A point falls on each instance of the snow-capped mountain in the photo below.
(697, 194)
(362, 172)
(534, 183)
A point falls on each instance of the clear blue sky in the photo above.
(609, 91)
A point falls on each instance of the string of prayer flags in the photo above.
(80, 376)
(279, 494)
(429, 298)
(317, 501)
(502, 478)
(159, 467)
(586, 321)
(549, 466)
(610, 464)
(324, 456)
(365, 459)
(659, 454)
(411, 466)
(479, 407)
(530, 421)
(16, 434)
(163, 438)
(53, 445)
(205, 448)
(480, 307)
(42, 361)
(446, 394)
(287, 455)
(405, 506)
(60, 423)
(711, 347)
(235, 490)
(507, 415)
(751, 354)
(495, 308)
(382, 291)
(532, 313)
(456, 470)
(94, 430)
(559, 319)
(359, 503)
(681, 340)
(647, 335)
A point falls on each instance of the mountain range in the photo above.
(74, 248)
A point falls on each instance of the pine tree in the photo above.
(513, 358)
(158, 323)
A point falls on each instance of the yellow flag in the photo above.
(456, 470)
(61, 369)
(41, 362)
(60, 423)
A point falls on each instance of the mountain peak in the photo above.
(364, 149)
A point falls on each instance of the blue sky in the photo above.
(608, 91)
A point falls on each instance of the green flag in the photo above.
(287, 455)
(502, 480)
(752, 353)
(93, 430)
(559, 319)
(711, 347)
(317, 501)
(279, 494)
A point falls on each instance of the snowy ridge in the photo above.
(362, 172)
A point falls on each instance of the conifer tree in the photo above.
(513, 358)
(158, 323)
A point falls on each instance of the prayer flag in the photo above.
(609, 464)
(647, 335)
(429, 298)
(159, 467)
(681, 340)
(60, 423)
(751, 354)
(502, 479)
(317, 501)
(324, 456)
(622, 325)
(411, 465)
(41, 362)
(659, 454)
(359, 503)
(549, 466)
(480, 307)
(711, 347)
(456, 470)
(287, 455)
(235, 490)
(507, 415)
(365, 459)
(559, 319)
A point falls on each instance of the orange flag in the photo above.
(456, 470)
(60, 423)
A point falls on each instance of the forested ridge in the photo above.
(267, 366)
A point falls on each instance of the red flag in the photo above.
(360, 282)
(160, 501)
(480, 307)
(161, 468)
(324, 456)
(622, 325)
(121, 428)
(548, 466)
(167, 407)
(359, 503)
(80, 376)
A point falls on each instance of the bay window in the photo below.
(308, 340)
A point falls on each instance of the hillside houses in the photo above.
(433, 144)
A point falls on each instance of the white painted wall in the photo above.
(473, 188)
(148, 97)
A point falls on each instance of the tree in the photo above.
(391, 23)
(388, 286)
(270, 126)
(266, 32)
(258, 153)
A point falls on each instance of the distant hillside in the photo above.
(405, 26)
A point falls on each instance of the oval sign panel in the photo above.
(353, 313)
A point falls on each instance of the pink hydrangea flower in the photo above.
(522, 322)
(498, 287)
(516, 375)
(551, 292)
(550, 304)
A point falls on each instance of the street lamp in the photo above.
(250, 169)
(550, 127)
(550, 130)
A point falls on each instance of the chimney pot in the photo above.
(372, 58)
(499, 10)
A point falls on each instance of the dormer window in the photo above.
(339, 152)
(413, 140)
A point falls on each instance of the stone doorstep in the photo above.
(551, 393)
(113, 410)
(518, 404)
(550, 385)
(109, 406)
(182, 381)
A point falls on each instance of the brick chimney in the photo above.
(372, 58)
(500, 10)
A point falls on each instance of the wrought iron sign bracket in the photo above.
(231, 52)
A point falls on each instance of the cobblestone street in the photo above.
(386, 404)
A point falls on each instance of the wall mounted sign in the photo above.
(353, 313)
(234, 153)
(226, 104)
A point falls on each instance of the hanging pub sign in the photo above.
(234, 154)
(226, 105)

====

▶ [Set exercise]
Copy all of the records above, line for line, without changing a word.

▶ [Task solution]
A point falls on each instance of the snow-capped mountain in the photo below.
(697, 194)
(362, 172)
(534, 183)
A point falls on each instance of the clear blue sky in the photo above.
(609, 91)
A point falls on each instance of the string of prayer flags in the photo above.
(80, 376)
(279, 494)
(429, 298)
(317, 501)
(502, 478)
(159, 467)
(586, 321)
(549, 466)
(610, 464)
(324, 456)
(365, 459)
(659, 454)
(411, 466)
(479, 407)
(530, 421)
(16, 434)
(163, 438)
(53, 445)
(205, 448)
(480, 307)
(42, 361)
(446, 394)
(287, 455)
(405, 506)
(60, 423)
(711, 347)
(235, 490)
(507, 415)
(751, 354)
(495, 308)
(382, 291)
(532, 313)
(456, 470)
(94, 430)
(559, 319)
(359, 503)
(681, 340)
(647, 335)
A point falls on each instance of the mountain range in the photo above.
(74, 248)
A point falls on each instance of the pine tree in the photo above.
(513, 358)
(158, 323)
A point falls on each instance of the yellow flag in the photo above.
(456, 470)
(61, 369)
(41, 362)
(60, 423)
A point falls on each instance of the mountain peak in the photo above.
(364, 149)
A point falls on each instance of the blue sky in the photo above.
(608, 91)
A point falls on each instance of the green flag in the photo above.
(287, 455)
(502, 480)
(752, 353)
(93, 430)
(559, 319)
(711, 347)
(317, 501)
(279, 494)
A point falls on each instance of the snowy ridge in the photo above.
(362, 172)
A point falls on each instance of the conifer tree in the photo above.
(513, 358)
(158, 323)
A point falls on each instance of the prayer flag in the photo above.
(609, 464)
(647, 335)
(429, 298)
(159, 467)
(681, 340)
(60, 423)
(751, 354)
(502, 479)
(317, 501)
(324, 456)
(622, 325)
(411, 465)
(41, 362)
(659, 454)
(359, 503)
(549, 466)
(480, 307)
(711, 347)
(456, 470)
(287, 455)
(235, 490)
(507, 415)
(365, 459)
(559, 319)
A point falls on each instance of the orange flag in the photo above.
(456, 470)
(60, 423)
A point falls on each instance of the forested ridge in the photo above.
(267, 366)
A point falls on each instance of the red flag in the photo above.
(360, 282)
(160, 501)
(480, 307)
(161, 468)
(324, 456)
(622, 325)
(121, 428)
(548, 466)
(167, 407)
(359, 503)
(80, 376)
A point falls on each instance of the bay window in the photo below.
(308, 340)
A point falls on each instance of the hillside houses in the photo above.
(433, 144)
A point falls on each instance of the white painted wall in the photo above.
(473, 188)
(148, 97)
A point falls on each instance of the tree in the photo above.
(391, 23)
(388, 286)
(270, 126)
(266, 32)
(258, 153)
A point falls on each instance of the distant hillside in the photo above.
(405, 26)
A point falls on each instance of the oval sign panel in the photo above.
(353, 313)
A point falls on each instance of the pink hydrangea flower in the photo above.
(522, 322)
(498, 287)
(516, 375)
(551, 292)
(550, 304)
A point falls on each instance of the street lamp in the photo above.
(250, 169)
(550, 127)
(550, 130)
A point falls on each instance of the chimney pot in the photo above.
(372, 58)
(499, 10)
A point falls on each instance of the dormer window in the photo above.
(339, 152)
(413, 140)
A point falls on each instance of the stone doorstep in the photo above.
(551, 393)
(113, 410)
(518, 404)
(550, 385)
(109, 406)
(182, 381)
A point falls on each instance of the brick chimney in the photo above.
(372, 58)
(500, 10)
A point falls on each instance of the wrought iron sign bracket in the photo above.
(231, 52)
A point falls on each instance of the cobblestone street in the photo above.
(386, 404)
A point falls on each instance of the wall mounted sign in the photo above.
(353, 313)
(234, 153)
(226, 104)
A point falls on each instance of the hanging pub sign in the photo above.
(234, 154)
(226, 105)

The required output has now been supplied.